## Try it:
Return the data given below exactly as it appears.

(Referring expression pointing data)
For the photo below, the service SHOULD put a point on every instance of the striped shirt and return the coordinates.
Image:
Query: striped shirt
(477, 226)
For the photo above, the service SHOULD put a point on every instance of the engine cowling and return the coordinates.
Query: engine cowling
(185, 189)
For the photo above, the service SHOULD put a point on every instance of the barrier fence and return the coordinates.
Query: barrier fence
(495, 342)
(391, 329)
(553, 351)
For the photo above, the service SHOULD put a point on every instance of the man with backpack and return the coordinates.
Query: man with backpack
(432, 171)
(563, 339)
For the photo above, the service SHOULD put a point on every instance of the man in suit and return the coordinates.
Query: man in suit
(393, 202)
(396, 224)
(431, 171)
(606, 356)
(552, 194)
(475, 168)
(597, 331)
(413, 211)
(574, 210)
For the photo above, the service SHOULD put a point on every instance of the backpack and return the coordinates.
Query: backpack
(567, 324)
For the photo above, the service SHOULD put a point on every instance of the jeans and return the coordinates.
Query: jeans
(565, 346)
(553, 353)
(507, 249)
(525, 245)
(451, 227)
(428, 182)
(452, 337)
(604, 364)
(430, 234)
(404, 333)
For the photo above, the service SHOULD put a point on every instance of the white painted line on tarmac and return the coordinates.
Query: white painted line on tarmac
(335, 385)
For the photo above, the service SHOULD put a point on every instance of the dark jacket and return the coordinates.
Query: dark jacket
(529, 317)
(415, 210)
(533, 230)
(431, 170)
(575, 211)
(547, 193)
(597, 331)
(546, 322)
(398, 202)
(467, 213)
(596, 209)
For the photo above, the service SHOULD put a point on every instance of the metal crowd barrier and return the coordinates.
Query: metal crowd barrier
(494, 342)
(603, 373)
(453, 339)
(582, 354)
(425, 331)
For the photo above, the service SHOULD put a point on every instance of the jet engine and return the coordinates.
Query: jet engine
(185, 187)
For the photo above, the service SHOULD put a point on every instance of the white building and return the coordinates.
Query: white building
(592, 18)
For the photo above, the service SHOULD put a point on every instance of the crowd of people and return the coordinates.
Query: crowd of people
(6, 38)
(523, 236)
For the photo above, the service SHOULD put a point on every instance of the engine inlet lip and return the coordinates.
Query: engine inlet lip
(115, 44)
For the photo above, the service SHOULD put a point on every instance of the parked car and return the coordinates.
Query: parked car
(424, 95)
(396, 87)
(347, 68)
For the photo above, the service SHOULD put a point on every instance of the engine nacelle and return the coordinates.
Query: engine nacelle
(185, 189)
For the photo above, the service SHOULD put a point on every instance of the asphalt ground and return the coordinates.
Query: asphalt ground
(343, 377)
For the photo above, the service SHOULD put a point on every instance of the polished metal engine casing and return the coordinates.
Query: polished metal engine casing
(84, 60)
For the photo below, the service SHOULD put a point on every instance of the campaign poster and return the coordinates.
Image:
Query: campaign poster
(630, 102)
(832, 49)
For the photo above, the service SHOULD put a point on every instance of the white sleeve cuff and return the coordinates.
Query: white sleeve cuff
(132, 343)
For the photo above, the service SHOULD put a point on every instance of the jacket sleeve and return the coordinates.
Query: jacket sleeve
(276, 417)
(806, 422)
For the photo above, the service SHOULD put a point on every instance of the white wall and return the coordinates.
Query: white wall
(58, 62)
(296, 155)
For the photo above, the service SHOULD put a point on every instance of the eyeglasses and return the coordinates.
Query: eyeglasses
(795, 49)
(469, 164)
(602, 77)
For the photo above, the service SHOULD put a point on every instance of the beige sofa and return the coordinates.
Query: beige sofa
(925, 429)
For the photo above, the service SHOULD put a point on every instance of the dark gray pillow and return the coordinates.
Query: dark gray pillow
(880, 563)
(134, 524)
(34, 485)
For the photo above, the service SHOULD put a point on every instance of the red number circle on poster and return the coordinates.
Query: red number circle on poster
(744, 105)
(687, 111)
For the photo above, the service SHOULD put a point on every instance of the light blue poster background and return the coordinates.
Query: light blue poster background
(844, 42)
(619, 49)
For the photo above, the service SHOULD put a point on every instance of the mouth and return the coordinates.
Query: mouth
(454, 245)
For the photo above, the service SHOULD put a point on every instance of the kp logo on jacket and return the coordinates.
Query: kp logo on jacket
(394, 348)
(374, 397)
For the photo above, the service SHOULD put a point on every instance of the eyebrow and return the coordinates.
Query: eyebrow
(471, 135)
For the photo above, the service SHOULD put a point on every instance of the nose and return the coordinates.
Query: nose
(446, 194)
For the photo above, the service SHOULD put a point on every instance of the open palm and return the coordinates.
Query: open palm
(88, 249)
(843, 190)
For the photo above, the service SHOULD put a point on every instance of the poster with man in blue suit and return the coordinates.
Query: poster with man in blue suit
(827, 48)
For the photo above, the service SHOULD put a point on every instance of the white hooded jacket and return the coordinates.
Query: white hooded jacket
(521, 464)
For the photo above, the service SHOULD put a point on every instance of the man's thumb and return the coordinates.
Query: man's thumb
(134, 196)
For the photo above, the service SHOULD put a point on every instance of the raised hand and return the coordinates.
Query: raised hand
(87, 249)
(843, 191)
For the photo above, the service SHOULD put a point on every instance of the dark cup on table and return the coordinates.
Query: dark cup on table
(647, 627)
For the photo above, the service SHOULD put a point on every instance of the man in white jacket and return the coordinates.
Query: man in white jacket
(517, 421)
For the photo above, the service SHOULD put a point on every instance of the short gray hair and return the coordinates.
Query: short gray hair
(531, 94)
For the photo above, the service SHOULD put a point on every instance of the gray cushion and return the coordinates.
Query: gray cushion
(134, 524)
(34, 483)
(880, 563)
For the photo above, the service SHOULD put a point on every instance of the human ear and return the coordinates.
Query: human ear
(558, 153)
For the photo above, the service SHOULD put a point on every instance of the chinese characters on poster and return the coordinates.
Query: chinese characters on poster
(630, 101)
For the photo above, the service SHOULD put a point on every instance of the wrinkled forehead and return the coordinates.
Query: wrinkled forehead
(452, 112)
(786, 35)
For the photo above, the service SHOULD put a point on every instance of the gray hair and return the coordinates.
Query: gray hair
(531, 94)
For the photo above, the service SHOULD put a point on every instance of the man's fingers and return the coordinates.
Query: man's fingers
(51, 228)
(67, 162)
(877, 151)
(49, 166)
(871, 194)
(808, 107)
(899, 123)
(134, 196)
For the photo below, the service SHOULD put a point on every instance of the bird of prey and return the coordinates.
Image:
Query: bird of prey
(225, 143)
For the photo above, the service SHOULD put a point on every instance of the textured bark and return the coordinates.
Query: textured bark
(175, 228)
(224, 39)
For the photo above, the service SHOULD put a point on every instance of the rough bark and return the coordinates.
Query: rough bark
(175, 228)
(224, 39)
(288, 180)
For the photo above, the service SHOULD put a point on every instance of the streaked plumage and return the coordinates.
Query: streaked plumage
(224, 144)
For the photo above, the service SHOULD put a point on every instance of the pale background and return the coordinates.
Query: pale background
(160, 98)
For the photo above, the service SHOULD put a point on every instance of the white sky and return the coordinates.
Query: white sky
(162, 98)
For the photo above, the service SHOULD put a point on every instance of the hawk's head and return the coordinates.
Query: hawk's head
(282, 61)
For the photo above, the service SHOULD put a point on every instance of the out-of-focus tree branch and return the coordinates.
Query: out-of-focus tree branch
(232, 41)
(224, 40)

## Response to the exercise:
For the photo below, the service SHOULD put a point on every instance of the striped shirt and return the coordinates.
Image:
Query: striped shirt
(477, 226)
For the photo above, the service SHOULD put a point on every instance of the engine cowling and return the coordinates.
Query: engine cowling
(185, 189)
For the photo above, the service SHOULD put a point on every instance of the barrier fence and return the coordinates.
Query: barrier fence
(495, 342)
(391, 329)
(553, 351)
For the photo above, the service SHOULD put a point on every instance of the man with backpack and return the coordinates.
Query: man with backpack
(432, 171)
(563, 339)
For the photo above, the service SHOULD put a point on every instance of the man in suit and return the coordinates.
Query: man in suit
(393, 202)
(396, 224)
(431, 171)
(606, 356)
(552, 194)
(475, 168)
(597, 331)
(413, 211)
(574, 210)
For the photo above, the service SHOULD put a point on every instance of the backpack and return the coordinates.
Query: backpack
(567, 324)
For the photo above, the service SHOULD put a point on every instance of the jeans and return the coordinates.
Query: jeans
(565, 346)
(553, 353)
(507, 249)
(525, 245)
(451, 227)
(428, 182)
(452, 337)
(604, 364)
(430, 234)
(404, 333)
For the photo above, the service SHOULD put a point on every instance of the white painted line on tarmac and return the coordinates.
Query: white painted line on tarmac
(335, 385)
For the photo above, the service SHOULD put a point on every instance of the dark jacket and return the coordinates.
Query: dark jacket
(529, 317)
(415, 210)
(533, 230)
(431, 170)
(575, 211)
(547, 193)
(597, 331)
(546, 322)
(398, 202)
(467, 213)
(596, 209)
For the photo above, the service SHOULD put a point on every instance of the metal crowd barrier and return the coordinates.
Query: metal crowd barrier
(494, 342)
(603, 373)
(453, 339)
(582, 354)
(425, 331)
For the photo above, the service SHOULD put a point on every instance of the jet engine and return the coordinates.
Query: jet engine
(185, 187)
For the photo above, the service SHOULD put a point on every instance of the white building and return the coordinates.
Query: white building
(592, 18)
For the photo above, the service SHOULD put a point on every instance of the crowd of people and return the coordinates.
Query: crowd of people
(6, 38)
(523, 236)
For the photo above, the service SHOULD put a point on every instance of the engine inlet lip and return the coordinates.
Query: engine inlet lip
(115, 44)
For the photo above, the service SHOULD put a point on every instance of the parked car and return the coordinates.
Query: parked car
(424, 95)
(396, 87)
(347, 68)
For the photo above, the service SHOULD put a point on every instance of the engine nacelle and return the coordinates.
Query: engine nacelle
(185, 189)
For the photo above, the service SHOULD put a point on every instance of the asphalt ground and return the coordinates.
Query: asphalt ground
(343, 377)
For the photo above, the service SHOULD put a point on every instance of the polished metal engine casing and return the coordinates.
Query: polished metal engine casing
(84, 60)
For the photo below, the service SHOULD put a point on every instance of the campaign poster and return the coordinates.
Image:
Query: campaign poster
(630, 102)
(832, 49)
For the photo above, the service SHOULD put a point on every instance of the white sleeve cuff and return the coordinates.
Query: white sleeve cuff
(132, 343)
For the photo above, the service SHOULD put a point on every instance of the jacket sleeve and return the coordinates.
Query: jacket sleeve
(276, 417)
(806, 422)
For the photo above, the service SHOULD put a point on every instance of the white wall and return the coordinates.
Query: white wall
(58, 62)
(296, 155)
For the photo above, the service SHOULD put a point on every instance of the eyeglasses and return the coordinates.
Query: eyeglasses
(795, 49)
(469, 164)
(602, 77)
For the photo above, the service SHOULD put a point on every instance of the beige sofa and return the coordinates.
Query: beige sofa
(925, 429)
For the photo above, the service SHOULD put a point on every instance of the dark gray pillow and return the coordinates.
Query: dark gray pillow
(880, 563)
(134, 524)
(34, 485)
For the photo above, the service SHOULD put a point on every instance of the red number circle on poster and return the coordinates.
Query: red number circle on poster
(744, 105)
(687, 111)
For the photo above, the service SHOULD put a point on every instance of the light blue poster background and return the coordinates.
Query: light blue poster background
(844, 42)
(619, 49)
For the photo above, the service SHOULD put a point on every instance of the mouth and return the coordinates.
Query: mouth
(454, 245)
For the photo above, the service SHOULD put a point on every instance of the kp logo on jacket and return the coordinates.
Query: kp logo on jacket
(394, 348)
(374, 397)
For the photo above, the service SHOULD put a point on every instance of the eyebrow and return the coordinates.
Query: eyebrow
(471, 135)
For the photo above, the service SHOULD put a point on every instance of the nose and return the coordinates.
Query: nose
(446, 194)
For the photo above, the service SHOULD put a point on every instance of the open palm and return the coordinates.
Query: open palm
(88, 249)
(843, 190)
For the photo above, the service SHOULD put a point on every instance of the poster with man in blue suit and return the coordinates.
Query: poster with man in blue suit
(827, 48)
For the photo above, the service SHOULD put a point on every instance of the white hooded jacket and return the coordinates.
Query: white hooded jacket
(521, 464)
For the photo above, the service SHOULD put a point on every instance of the man's thumb and return the coordinates.
Query: man's thumb
(134, 196)
For the photo above, the service SHOULD put a point on every instance of the raised hand and return the coordinates.
Query: raised hand
(87, 249)
(843, 191)
For the photo above, the service SHOULD put a point on every instance of the dark cup on table and return the coordinates.
Query: dark cup on table
(647, 627)
For the photo above, the service SHOULD put a point on every instance of the man in white jacket and return the coordinates.
Query: man in white jacket
(517, 421)
For the photo above, the service SHOULD put a point on every instance of the short gray hair and return the coordinates.
Query: short gray hair
(531, 94)
For the photo above, the service SHOULD put a point on every instance of the gray cushion and return the coordinates.
Query: gray cushion
(134, 524)
(34, 483)
(880, 563)
For the photo above, the service SHOULD put a point on every instance of the human ear and return the coordinates.
Query: human ear
(558, 153)
For the photo above, the service SHOULD put a point on every instance of the chinese characters on poster and return the coordinates.
Query: chinese characters on poster
(630, 101)
For the photo above, the service SHOULD put a point on every instance of the wrinkled forehead and return the coordinates.
Query: wrinkled forehead
(452, 112)
(786, 35)
For the photo above, the service SHOULD put a point on every instance of the gray hair and return the coordinates.
Query: gray hair
(531, 94)
For the photo above, the service SHOULD put a point on every instance of the man's fingers and return the coordinates.
Query: man's fingers
(51, 228)
(67, 162)
(877, 151)
(49, 166)
(871, 194)
(808, 107)
(899, 123)
(134, 196)
For the photo below, the service SHOULD put a point on every instance of the bird of prey and return the coordinates.
Image:
Query: bird of prey
(225, 143)
For the photo above, the service SHOULD put a point on every instance of the textured bark and return the coordinates.
Query: textured bark
(175, 228)
(224, 39)
For the photo above, the service SHOULD put a point on every instance of the rough bark and return the coordinates.
Query: rough bark
(175, 228)
(224, 39)
(288, 180)
For the photo above, the service SHOULD put a point on every instance of the streaked plumage and return the coordinates.
Query: streaked plumage
(224, 144)
For the photo above, the service SHOULD put a point on every instance of the pale background and return the coordinates.
Query: pale background
(160, 98)
For the photo above, the service SHOULD put a point on every instance of the white sky and return the coordinates.
Query: white sky
(162, 98)
For the photo above, the service SHOULD put a point on every instance of the hawk's head and return the coordinates.
Query: hawk's head
(282, 61)
For the photo above, the service SHOULD put a point on every instance of the out-of-focus tree branch and return the coordinates.
Query: out-of-focus tree branch
(232, 41)
(224, 40)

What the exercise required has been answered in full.